## Written problem
Write out the material below again, unchanged.

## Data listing
+===+

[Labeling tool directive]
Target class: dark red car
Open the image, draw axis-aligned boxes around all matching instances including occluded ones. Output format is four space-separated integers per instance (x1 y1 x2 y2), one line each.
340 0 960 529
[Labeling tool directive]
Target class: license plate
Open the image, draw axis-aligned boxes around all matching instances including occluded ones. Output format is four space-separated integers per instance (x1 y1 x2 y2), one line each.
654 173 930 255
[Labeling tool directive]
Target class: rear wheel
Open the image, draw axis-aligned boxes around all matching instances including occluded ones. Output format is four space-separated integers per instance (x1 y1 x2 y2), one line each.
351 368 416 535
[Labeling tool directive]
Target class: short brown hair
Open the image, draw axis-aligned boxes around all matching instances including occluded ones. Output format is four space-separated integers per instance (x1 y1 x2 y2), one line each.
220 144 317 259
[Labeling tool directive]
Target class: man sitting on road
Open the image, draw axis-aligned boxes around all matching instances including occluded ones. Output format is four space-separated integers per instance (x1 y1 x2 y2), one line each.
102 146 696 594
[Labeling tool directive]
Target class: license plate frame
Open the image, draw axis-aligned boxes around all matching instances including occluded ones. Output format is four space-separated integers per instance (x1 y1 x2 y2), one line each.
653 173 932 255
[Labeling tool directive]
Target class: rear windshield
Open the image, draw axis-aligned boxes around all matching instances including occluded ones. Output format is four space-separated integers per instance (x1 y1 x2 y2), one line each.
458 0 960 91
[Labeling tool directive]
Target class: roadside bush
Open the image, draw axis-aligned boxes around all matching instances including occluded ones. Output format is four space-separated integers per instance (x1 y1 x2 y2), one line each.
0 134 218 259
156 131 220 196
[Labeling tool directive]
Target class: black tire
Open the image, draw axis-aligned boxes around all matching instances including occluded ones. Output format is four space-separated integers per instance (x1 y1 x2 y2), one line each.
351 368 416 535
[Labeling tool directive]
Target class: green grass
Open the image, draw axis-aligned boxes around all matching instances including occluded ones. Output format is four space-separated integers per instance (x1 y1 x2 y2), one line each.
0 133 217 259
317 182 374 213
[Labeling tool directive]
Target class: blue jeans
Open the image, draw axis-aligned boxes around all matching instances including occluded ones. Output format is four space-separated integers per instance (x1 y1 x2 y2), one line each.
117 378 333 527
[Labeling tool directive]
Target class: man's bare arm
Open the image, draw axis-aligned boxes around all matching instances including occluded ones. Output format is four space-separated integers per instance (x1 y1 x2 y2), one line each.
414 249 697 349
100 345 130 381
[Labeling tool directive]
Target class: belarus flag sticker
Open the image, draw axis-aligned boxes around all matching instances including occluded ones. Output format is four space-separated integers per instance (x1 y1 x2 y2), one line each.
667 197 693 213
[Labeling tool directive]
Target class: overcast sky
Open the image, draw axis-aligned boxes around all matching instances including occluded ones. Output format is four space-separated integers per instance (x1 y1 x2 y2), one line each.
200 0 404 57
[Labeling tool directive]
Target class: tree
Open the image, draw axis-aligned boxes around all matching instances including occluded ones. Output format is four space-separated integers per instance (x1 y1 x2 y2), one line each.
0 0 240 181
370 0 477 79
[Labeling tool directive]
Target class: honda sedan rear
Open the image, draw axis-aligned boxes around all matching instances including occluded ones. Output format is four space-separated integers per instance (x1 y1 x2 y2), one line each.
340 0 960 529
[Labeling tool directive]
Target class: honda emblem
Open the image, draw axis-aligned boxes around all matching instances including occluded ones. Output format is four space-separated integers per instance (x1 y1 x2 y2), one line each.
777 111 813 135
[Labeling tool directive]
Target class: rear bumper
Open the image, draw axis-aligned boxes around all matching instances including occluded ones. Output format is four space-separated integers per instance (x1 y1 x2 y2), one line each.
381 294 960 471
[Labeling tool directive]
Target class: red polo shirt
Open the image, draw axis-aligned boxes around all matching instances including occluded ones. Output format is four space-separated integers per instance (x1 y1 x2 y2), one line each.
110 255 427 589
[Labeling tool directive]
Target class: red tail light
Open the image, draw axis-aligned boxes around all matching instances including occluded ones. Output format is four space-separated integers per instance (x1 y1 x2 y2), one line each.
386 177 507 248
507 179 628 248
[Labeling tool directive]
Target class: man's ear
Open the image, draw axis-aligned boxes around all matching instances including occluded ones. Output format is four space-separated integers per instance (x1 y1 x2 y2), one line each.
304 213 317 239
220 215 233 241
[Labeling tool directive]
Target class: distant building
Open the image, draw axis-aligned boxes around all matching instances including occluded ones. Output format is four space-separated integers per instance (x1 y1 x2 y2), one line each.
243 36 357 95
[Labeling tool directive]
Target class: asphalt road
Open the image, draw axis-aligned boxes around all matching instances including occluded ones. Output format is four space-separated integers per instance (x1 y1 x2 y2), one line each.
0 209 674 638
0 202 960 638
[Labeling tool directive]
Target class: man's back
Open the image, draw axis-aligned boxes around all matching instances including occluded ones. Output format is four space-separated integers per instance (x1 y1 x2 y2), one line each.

+===+

## Result for this task
[Labeling tool directive]
Target class: dark red car
Open the image, draw axis-aligned boxes around all matching instances including occluded ones. Output format is four space-separated integers per instance (x1 y1 x2 y2), one line each.
340 0 960 529
[Labeling tool directive]
Target class: license plate
Open the image, draw axis-aligned boxes around all matching instances including occluded ones. Output format is four space-separated integers per instance (x1 y1 x2 y2), one line each.
654 173 930 255
[Labeling tool directive]
Target class: rear wheel
Open the image, draw axis-aligned boxes around all matching instances including occluded ones. Output format is four space-separated integers per instance (x1 y1 x2 y2), one line each.
351 368 416 535
[Labeling tool directive]
Target class: short brown hair
Open the image, draw axis-aligned boxes around all matching instances including occluded ones. Output format is four space-separated integers per instance (x1 y1 x2 y2), one line each.
220 144 317 259
[Labeling tool directive]
Target class: man sitting on road
Open the image, draw axis-aligned boxes around all matching instances including occluded ones. Output format is four space-separated integers per instance (x1 y1 x2 y2), one line each.
102 146 696 594
[Labeling tool directive]
Target class: license plate frame
Open the image, draw axis-aligned boxes around all matching instances including occluded ones. Output format is four space-separated integers per instance (x1 y1 x2 y2), one line each.
653 173 932 255
[Labeling tool directive]
Target class: rear windshield
Open the image, draw axis-aligned boxes around all matching instances including occluded ones. Output format is four space-separated integers per instance (x1 y1 x2 y2), one line each.
458 0 960 91
[Labeling tool directive]
Target class: roadside bush
Open the image, draw axis-aligned boxes around all matching instances including occluded ones. Output format is four space-separated integers per instance (x1 y1 x2 y2), one line each.
0 134 218 259
156 131 220 196
[Labeling tool directive]
Target class: black tire
Open the image, draw axis-aligned boxes around all matching instances including occluded ones. Output format is four space-separated integers per instance (x1 y1 x2 y2), one line each.
351 368 416 535
[Labeling tool directive]
Target class: green grass
Open the image, draw axis-aligned boxes around all matching instances including occluded ones. Output format is four space-separated integers per instance (x1 y1 x2 y2), one line each.
0 133 217 259
317 182 374 213
[Labeling tool directive]
Target class: blue jeans
Open the image, draw axis-aligned boxes around all matching instances including occluded ones. Output format is four space-separated integers per instance (x1 y1 x2 y2), one line each.
117 378 333 527
[Labeling tool directive]
Target class: man's bare arm
Open the image, draw axis-aligned boxes around all matching instances including occluded ones. Output format is four space-separated integers per instance (x1 y1 x2 y2), one line each.
414 249 697 349
100 345 130 381
[Labeling tool directive]
Target class: belarus flag sticker
Open the image, draw axis-aligned boxes around all matching instances including occluded ones. Output format is four space-separated integers per instance (x1 y1 x2 y2), one line each.
667 197 693 213
[Labeling tool directive]
Target class: overcast sky
Open the image, draw axis-aligned boxes around all matching instances including occluded ones. Output format is four space-separated integers per instance (x1 y1 x2 y2), one line each.
200 0 404 57
[Labeling tool directive]
Target class: tree
Open the image, draw axis-aligned boxes around all matching instances including occluded ones. Output format is four space-separated integers per instance (x1 y1 x2 y2), one line each.
0 0 240 181
370 0 477 79
[Labeling tool directive]
Target class: honda sedan rear
Open the image, draw axis-aligned boxes around all matching instances including occluded ones. Output format is four space-separated integers per instance (x1 y1 x2 y2), one line each.
340 0 960 529
[Labeling tool directive]
Target class: honda emblem
Open the image, draw axis-aligned boxes around all matching instances including occluded ones. Output format is four space-separated integers per instance (x1 y1 x2 y2), one line each.
777 111 813 135
[Labeling tool directive]
Target class: rear bumper
Open the image, draw axis-aligned boxes around all matching instances including occluded ones. Output format is four space-separated integers per instance (x1 y1 x2 y2), one line each.
381 294 960 471
[Labeling tool directive]
Target class: red polo shirt
Open the image, draw axis-aligned boxes around all matching instances including occluded ones. Output format is four space-separated integers per instance (x1 y1 x2 y2), one line each.
110 255 427 589
[Labeling tool directive]
Target class: red tail light
Open the image, draw axis-aligned boxes around all matching instances including occluded ones. Output format is four space-separated integers per instance (x1 y1 x2 y2), one line each.
386 177 507 248
507 179 628 248
[Labeling tool directive]
Target class: man's ear
Open the image, draw axis-aligned boxes around all matching instances including occluded ones. Output format is four space-separated integers per instance (x1 y1 x2 y2), one line each.
304 213 317 239
220 215 233 241
[Labeling tool directive]
Target class: distant building
Open the image, draw axis-aligned boxes around all matching instances including occluded ones. Output format is four space-separated integers per instance (x1 y1 x2 y2), one line each.
243 36 357 95
[Labeling tool directive]
Target class: asphalt road
Open the image, draw axis-aligned boxes around all matching instances including occluded ones. Output format is four space-separated integers per instance (x1 y1 x2 y2), one line each.
0 209 674 638
0 202 960 638
[Labeling tool directive]
Target class: man's back
Open the image, draw axis-aligned boxes around all matching instances including occluded ones. Output format is four space-separated integers per instance (x1 y1 x2 y2), one line each.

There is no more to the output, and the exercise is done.